--- DATA LISTING Enclosed Below ---

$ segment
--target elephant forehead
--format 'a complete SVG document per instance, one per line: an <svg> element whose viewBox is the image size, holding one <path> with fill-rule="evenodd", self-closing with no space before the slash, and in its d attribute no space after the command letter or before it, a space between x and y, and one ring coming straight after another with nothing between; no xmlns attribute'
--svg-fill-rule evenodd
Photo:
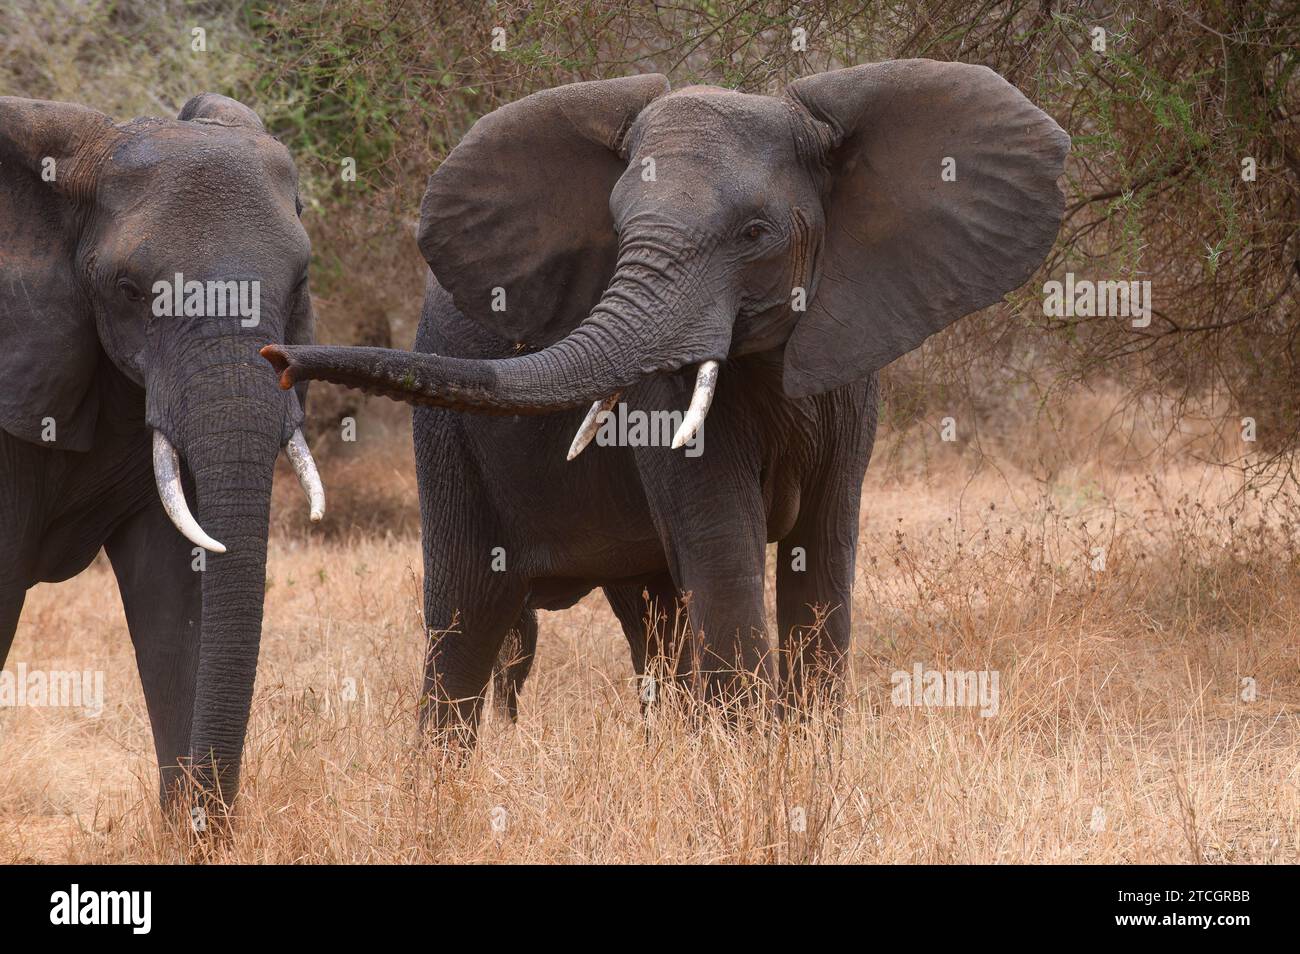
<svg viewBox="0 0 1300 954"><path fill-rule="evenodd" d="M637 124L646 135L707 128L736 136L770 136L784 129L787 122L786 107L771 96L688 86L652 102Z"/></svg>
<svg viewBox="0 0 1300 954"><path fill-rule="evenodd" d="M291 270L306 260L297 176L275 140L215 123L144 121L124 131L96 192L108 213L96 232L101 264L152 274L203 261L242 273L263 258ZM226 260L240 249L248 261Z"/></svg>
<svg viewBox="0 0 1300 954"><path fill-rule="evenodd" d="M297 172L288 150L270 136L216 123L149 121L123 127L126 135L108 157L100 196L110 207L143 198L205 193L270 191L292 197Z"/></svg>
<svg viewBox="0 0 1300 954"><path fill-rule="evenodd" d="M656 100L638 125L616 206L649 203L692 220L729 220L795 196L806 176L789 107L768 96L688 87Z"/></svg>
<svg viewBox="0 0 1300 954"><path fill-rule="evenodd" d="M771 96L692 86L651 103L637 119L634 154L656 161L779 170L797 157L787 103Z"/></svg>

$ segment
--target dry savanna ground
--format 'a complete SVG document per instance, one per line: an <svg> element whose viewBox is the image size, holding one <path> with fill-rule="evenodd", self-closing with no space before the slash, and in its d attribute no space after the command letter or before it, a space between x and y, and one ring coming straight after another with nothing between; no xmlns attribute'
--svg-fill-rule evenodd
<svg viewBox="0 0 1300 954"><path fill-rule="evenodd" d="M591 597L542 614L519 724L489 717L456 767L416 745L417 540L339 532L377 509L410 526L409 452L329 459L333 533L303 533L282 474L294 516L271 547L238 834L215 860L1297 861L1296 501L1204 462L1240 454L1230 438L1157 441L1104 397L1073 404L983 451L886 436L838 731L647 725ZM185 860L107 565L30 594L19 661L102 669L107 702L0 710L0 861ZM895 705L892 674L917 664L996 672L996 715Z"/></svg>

--- End of Enclosed DATA LISTING ---

Look through the entries for the string "target". Every line that has it belongs in the answer.

SOLVED PROBLEM
--target elephant forehead
--target dry savanna ground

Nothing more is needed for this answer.